Only lines containing "plain" belong in the answer, each copied from the entries below.
*** Data to use ***
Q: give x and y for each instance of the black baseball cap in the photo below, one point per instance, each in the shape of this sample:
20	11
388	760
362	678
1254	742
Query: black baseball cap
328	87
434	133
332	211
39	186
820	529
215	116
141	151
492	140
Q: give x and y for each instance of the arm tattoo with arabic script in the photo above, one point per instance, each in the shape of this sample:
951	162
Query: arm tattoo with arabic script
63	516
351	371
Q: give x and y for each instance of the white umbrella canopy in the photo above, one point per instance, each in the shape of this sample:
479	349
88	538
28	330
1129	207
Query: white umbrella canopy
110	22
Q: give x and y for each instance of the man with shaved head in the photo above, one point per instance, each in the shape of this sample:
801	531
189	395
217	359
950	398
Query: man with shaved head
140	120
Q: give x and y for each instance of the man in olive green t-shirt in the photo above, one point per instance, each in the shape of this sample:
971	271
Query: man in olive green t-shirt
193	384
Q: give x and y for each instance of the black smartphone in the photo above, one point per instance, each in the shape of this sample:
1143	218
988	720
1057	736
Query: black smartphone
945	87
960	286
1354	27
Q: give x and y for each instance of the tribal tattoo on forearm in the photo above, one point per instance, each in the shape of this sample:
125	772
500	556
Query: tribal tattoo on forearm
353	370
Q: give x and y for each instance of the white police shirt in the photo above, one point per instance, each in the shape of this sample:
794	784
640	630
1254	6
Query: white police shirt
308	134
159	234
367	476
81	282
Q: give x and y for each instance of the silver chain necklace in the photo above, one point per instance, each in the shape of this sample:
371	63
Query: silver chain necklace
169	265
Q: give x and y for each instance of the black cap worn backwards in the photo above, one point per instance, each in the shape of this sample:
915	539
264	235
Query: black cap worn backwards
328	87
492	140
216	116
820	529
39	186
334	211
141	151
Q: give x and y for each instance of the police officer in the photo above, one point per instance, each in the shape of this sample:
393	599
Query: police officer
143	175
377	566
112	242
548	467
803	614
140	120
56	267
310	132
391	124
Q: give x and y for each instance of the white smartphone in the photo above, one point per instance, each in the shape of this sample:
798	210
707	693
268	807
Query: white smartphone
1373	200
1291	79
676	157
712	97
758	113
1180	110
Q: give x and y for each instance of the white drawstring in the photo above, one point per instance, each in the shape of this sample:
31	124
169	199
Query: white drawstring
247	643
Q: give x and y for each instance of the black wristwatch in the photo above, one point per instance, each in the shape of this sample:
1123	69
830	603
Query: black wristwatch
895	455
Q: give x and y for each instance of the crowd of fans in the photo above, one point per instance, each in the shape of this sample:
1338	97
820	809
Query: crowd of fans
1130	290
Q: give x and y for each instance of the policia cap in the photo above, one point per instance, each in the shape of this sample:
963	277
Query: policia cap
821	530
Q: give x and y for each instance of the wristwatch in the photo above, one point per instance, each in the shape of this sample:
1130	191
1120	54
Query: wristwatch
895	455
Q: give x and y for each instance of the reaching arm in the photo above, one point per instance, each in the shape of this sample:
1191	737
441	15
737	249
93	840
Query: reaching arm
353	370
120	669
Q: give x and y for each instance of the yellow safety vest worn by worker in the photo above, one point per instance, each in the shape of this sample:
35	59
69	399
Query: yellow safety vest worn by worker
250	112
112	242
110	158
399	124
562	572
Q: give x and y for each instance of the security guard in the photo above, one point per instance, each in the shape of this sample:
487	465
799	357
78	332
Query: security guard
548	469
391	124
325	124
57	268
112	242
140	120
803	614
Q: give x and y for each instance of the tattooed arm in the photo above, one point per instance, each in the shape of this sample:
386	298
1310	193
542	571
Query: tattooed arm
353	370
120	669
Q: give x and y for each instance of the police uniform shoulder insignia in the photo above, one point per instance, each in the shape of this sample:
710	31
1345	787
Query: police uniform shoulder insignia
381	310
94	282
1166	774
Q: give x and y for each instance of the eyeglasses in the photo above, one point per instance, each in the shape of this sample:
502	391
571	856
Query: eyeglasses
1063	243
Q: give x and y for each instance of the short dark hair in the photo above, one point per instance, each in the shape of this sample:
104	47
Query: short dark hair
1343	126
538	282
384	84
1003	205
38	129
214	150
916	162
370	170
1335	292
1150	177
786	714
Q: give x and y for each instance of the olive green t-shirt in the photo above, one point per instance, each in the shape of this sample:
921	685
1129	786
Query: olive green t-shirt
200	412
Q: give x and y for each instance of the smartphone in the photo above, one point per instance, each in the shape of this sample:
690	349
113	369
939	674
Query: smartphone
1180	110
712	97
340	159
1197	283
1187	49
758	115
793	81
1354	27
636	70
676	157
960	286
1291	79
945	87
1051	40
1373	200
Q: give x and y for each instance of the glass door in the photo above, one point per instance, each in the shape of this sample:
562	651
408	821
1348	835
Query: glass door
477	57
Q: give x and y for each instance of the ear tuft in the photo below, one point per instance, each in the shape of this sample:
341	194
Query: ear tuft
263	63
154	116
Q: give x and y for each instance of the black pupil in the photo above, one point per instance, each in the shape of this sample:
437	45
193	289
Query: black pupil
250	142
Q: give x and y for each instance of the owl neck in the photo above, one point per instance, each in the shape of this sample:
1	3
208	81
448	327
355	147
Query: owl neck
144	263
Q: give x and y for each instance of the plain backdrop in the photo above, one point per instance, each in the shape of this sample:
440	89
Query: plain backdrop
*** End of Data to use ***
# Result for this exercise
Q: give x and y for each instance of the plain backdrop in the photo above, one point per instance, each in the shape of this sample:
Query: plain backdrop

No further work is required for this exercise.